Based on these findings the Hearing Officer recommended that Petitioner be terminated, which findings and recommendations were adopted by the appointing authority, resulting in Petitioner's dismissal from the position.

Petitioner appealed, contending that efforts to questions the Hearing Officer "to determine if there was any basis to argue that the Hearing Officer was biased" and objected to Respondents' opening statements as being  improper as they "referenced conduct underlying charges that were ultimately dismissed as well as conduct for which no charges were filed."

The Appellate Division ruled that contrary to Petitioner's claim of a right to inquire as to whether the Hearing Officer was biased, Petitioner was not entitled to question the Hearing Officer to determine if there was any basis to argue that the Hearing Officer was biased, explaining that "There is a presumption of integrity on those serving as adjudicators . . . and hearing officers are presumed to be free from bias," citing Donlon v Mills, 260 AD2d 971, leave to appeal denied, 94 NY2d 752 . The court then opined that since Petitioner "failed to establish any reason to question the Hearing Officer's impartiality, [it found] no basis to annul the determination on that ground."

Addressing Petitioner's contention that Respondents' opening statements were improper inasmuch as they referenced conduct underlying charges that were ultimately dismissed as well as conduct for which no charges were filed, the court reject those contention's, indicating that with respect to statements concerning conduct underlying the charges that were ultimately dismissed as untimely, there was no impropriety because, had Respondents established that such conduct would have constituted a crime, they would not have been untimely. 

With respect to Petitioner's objections to statements concerning uncharged conduct, the Appellate Division said that the record "establishes that references to uncharged conduct were 'necessary to refute petitioner's attempts to explain his behavior' and his denials of guilt of the charged misconduct." Further, the decision indicates that the Hearing Officer "based his determination on specific and distinct findings as to each [specification] sustained; the dismissal recommendation was based on his finding that [Petitioner] was guilty of [four] very serious [specifications] of misconduct' . . . There is no record support for the contention that the determination or penalty recommendation was based on uncharged conduct."

__Written exercise A__.
Pull out every line of the rows that contains the string "phrase". Case counts when matching.
The court decision summary and the rows are unrelated to each other.

[Segmentation annotation rows]
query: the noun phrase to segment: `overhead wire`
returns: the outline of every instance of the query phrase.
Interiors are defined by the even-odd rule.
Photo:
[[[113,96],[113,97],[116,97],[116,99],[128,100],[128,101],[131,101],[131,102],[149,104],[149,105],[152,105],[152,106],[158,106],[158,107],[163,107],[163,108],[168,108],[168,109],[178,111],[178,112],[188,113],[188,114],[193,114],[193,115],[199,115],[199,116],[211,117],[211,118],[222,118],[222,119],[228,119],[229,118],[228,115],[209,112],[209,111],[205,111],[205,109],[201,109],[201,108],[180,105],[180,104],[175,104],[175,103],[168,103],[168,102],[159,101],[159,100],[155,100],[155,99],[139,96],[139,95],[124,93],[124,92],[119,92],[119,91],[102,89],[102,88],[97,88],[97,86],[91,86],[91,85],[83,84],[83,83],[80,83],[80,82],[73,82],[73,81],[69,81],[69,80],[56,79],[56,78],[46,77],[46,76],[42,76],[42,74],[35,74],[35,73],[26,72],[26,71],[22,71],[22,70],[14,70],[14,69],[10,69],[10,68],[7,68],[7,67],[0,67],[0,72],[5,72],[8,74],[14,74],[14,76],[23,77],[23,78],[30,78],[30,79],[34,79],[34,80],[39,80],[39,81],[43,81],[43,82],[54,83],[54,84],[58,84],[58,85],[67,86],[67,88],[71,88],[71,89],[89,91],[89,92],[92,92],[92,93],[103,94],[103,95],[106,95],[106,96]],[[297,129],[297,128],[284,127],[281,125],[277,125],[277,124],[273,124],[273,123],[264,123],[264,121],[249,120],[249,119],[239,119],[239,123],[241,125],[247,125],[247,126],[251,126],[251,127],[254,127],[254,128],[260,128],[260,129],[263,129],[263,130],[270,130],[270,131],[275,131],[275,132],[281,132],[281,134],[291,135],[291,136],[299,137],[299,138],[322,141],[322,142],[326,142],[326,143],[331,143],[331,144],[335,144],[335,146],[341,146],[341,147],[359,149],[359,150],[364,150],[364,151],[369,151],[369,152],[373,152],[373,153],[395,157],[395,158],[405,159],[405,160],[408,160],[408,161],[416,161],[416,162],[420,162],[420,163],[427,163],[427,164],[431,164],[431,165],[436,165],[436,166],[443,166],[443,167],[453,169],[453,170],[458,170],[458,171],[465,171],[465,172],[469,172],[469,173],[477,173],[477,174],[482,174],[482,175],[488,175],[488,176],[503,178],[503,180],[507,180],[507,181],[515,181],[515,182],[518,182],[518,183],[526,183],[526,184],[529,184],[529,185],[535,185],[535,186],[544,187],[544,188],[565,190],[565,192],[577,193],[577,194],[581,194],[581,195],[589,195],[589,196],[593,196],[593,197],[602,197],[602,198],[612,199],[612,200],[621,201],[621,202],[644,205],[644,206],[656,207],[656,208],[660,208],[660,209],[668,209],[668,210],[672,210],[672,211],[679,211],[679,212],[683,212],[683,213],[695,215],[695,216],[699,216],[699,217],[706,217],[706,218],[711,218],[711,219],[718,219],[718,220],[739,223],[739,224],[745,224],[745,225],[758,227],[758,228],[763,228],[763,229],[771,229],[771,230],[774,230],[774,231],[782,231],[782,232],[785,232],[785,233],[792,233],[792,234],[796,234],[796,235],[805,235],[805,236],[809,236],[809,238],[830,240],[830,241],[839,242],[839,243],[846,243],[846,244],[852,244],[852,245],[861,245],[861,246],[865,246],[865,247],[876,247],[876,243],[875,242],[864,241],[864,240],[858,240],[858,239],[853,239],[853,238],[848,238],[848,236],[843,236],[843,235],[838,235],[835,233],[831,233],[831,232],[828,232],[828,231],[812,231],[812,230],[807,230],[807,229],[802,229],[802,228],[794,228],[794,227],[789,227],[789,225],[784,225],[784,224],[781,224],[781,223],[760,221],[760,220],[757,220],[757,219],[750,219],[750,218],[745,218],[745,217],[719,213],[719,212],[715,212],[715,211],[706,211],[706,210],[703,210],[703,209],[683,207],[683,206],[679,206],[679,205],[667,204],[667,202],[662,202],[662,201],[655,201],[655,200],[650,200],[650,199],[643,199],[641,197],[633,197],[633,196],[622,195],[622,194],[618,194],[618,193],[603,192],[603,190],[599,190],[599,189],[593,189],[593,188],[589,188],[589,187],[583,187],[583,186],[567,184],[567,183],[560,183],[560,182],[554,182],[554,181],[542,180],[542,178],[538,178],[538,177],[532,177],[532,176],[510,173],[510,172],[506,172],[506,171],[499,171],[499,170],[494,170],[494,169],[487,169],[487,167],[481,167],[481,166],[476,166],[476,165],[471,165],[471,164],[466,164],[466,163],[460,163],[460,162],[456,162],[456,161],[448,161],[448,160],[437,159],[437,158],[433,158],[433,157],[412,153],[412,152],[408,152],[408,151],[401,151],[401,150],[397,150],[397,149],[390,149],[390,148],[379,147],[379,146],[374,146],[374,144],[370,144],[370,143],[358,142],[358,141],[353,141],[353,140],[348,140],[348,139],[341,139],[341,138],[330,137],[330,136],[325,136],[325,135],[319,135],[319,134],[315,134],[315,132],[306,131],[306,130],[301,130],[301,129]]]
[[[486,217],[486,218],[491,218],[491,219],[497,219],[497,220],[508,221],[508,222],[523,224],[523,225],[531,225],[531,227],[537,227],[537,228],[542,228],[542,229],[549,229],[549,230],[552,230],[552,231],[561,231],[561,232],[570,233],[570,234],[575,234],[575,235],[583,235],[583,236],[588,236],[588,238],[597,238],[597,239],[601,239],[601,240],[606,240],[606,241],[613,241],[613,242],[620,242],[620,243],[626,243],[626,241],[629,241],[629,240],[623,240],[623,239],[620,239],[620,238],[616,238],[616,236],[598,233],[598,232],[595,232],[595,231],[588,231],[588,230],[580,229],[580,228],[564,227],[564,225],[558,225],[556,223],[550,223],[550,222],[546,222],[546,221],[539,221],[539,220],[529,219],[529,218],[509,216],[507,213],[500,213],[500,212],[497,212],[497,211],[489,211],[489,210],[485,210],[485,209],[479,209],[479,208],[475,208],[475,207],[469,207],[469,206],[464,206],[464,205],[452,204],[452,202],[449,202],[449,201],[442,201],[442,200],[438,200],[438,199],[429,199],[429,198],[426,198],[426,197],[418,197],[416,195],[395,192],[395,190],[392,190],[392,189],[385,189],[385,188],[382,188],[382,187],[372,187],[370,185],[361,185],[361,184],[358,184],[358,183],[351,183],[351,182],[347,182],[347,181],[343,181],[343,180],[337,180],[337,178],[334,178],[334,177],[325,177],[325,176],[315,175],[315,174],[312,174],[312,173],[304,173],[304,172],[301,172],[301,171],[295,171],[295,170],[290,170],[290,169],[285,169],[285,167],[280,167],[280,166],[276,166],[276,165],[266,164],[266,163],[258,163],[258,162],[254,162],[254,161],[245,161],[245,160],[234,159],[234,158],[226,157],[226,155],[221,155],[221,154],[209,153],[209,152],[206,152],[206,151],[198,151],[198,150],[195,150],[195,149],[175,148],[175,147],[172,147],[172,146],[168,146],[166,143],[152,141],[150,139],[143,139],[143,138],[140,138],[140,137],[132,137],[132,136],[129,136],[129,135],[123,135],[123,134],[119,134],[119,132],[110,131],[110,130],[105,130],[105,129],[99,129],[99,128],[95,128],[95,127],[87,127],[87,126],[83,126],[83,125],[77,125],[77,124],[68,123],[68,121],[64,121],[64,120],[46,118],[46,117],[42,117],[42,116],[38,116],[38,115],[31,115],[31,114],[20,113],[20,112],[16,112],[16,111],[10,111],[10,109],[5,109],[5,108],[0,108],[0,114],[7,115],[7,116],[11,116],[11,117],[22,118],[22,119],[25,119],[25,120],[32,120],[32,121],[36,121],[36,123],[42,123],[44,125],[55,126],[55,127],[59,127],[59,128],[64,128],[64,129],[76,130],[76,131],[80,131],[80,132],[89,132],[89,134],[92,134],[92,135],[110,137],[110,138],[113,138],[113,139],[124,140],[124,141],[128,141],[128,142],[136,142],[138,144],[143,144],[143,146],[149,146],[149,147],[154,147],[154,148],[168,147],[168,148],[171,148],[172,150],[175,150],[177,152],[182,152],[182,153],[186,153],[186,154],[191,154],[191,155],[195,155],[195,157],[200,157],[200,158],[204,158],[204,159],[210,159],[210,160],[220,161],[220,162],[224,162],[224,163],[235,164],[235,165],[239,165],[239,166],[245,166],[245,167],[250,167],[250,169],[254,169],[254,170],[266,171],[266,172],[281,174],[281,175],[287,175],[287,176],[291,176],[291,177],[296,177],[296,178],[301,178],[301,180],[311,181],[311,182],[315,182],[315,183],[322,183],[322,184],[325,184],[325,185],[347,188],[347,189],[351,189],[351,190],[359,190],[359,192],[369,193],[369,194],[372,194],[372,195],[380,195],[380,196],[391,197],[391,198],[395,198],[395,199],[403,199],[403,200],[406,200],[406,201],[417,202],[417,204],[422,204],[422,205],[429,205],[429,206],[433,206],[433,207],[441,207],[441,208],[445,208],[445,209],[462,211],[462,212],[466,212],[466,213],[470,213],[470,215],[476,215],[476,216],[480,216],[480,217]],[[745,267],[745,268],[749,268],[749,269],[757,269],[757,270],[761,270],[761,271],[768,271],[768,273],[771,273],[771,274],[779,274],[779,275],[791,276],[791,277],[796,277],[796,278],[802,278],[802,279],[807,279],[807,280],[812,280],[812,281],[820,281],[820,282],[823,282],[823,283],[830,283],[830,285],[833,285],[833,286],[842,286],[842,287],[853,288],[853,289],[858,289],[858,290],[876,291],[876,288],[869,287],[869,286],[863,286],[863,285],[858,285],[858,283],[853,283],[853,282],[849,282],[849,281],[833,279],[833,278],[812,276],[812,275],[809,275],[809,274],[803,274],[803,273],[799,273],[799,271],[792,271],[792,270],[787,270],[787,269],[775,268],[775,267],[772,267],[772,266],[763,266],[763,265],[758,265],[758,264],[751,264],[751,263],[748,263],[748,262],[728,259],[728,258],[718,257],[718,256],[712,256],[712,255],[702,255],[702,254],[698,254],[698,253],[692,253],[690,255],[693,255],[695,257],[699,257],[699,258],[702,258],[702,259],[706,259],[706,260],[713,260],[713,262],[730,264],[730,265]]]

__Written exercise B__.
Retype everything in the court decision summary from "Based on these" down to "from the position.", without any changes.

__Written solution A__.
query: the noun phrase to segment: `overhead wire`
returns: the outline of every instance of the query phrase.

__Written solution B__.
Based on these findings the Hearing Officer recommended that Petitioner be terminated, which findings and recommendations were adopted by the appointing authority, resulting in Petitioner's dismissal from the position.